DATA EXTRACTS =
BEGIN

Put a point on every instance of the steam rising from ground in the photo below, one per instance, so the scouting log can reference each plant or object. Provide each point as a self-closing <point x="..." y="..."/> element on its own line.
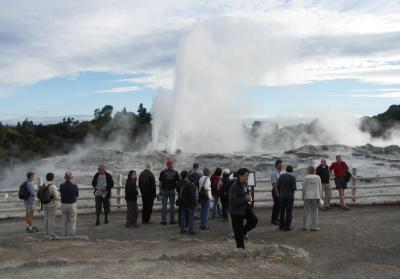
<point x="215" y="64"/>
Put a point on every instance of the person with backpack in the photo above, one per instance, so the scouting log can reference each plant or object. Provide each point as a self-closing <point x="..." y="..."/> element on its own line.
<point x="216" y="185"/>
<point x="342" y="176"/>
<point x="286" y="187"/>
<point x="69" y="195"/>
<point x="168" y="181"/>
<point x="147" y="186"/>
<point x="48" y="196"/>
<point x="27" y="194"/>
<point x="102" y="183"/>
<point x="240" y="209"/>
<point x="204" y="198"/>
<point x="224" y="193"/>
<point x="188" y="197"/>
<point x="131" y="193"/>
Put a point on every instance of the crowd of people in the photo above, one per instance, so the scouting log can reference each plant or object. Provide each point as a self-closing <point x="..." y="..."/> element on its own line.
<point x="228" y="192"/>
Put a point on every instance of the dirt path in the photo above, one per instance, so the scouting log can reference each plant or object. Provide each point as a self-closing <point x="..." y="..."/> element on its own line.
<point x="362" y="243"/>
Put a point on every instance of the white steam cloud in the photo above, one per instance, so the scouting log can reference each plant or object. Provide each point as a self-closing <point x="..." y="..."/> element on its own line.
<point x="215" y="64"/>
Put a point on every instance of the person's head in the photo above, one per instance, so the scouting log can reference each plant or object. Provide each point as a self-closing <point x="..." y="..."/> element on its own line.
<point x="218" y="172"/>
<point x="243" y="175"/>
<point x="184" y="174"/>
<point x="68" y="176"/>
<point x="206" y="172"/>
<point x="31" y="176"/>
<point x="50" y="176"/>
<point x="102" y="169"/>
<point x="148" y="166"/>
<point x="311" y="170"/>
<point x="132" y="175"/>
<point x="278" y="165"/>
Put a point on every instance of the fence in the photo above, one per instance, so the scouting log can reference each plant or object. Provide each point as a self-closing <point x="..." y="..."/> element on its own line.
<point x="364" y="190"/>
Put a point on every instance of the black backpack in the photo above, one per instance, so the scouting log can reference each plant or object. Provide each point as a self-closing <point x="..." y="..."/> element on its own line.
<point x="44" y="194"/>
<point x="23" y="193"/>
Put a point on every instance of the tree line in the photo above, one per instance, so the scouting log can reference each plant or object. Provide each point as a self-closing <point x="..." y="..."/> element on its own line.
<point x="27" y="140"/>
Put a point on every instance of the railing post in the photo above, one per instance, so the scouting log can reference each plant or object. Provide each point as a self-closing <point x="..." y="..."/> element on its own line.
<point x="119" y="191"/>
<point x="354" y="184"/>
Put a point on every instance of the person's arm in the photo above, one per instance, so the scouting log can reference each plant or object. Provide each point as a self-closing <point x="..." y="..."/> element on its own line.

END
BEGIN

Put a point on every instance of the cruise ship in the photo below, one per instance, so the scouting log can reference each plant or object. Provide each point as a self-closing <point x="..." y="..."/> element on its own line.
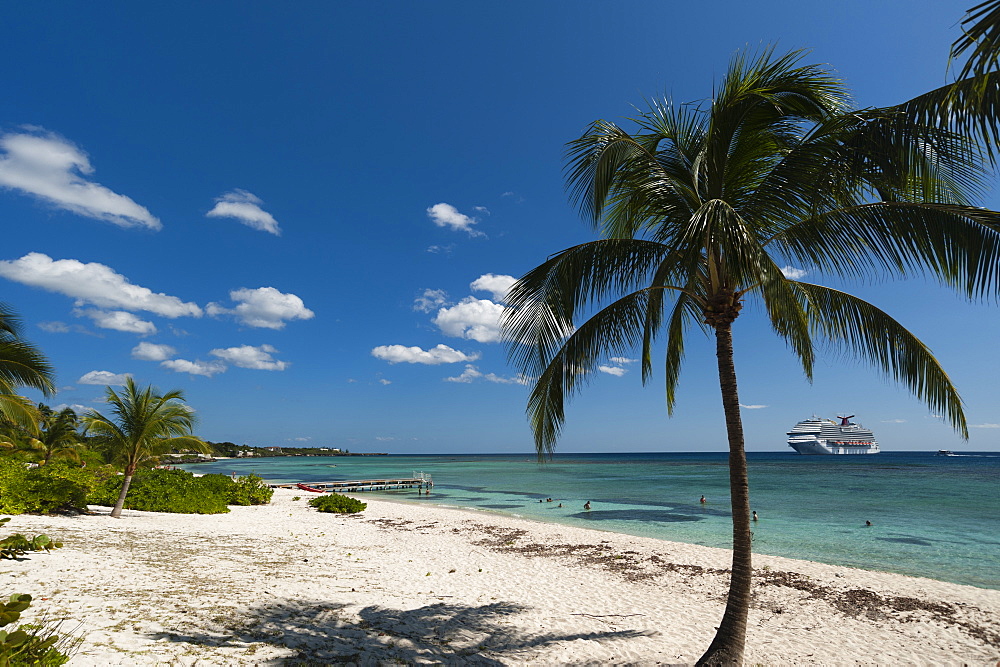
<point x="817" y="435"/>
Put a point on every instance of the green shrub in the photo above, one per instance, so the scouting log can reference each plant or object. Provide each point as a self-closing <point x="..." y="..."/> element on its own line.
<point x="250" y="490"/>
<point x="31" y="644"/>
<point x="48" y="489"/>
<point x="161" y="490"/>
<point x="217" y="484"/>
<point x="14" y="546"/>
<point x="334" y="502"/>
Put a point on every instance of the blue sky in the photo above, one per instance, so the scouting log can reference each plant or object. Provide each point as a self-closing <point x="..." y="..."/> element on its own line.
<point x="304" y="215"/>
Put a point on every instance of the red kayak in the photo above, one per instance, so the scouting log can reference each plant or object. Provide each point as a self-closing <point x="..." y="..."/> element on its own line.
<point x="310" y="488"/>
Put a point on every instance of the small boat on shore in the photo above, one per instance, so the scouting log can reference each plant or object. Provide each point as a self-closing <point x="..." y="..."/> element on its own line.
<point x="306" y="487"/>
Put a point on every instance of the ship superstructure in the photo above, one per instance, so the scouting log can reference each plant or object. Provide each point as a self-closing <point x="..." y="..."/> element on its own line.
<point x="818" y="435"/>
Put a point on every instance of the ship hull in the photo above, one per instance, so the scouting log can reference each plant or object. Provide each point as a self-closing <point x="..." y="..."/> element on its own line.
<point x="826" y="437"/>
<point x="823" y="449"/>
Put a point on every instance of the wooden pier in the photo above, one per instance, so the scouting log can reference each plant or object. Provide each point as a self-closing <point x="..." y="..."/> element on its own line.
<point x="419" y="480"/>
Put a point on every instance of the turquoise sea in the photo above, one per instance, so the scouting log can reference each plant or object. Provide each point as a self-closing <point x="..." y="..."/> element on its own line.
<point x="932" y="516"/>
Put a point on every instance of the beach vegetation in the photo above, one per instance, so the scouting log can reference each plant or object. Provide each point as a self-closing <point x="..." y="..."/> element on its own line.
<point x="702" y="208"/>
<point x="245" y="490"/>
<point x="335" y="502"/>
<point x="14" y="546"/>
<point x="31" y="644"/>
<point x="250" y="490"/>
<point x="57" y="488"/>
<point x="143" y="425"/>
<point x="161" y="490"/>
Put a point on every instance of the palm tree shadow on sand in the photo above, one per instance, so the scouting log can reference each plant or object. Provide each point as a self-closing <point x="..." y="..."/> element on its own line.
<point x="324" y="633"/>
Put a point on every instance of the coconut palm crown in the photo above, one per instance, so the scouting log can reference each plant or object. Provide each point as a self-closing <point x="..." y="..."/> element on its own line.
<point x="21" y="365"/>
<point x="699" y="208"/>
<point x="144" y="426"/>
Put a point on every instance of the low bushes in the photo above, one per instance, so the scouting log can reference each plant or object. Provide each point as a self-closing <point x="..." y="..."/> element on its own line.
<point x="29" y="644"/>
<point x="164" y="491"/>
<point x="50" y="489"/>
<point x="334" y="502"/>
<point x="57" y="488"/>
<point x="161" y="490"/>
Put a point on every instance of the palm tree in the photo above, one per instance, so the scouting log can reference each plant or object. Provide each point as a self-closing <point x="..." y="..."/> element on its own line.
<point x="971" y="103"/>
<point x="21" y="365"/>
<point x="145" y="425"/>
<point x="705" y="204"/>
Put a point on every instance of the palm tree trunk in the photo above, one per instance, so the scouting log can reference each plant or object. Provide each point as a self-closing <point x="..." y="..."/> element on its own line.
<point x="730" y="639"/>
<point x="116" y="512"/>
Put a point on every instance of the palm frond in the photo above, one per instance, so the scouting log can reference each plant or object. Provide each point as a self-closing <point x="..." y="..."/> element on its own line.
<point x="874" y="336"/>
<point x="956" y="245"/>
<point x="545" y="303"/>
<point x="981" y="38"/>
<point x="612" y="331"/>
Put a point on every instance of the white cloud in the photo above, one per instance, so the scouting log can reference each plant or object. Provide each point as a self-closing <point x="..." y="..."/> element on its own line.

END

DESCRIPTION OF THE TASK = Could you return exactly the stretch of the data above that starts at the line with "Put a point on every instance of the railing" and ends at the line with "Put a point on every instance of the person's arm", both lines included?

ANSWER BELOW =
Put a point on every instance of the railing post in the photo above, one per instance, so the scouting log can reference each plant or object. Provide each point as a self-closing <point x="..." y="..."/> element on its own line.
<point x="119" y="191"/>
<point x="354" y="184"/>
Put a point on every instance of the person's arm in the photo above, one per instance, so the scouting log can reference each plant or object. Provide each point as a self-closing <point x="..." y="..."/> element on its own line.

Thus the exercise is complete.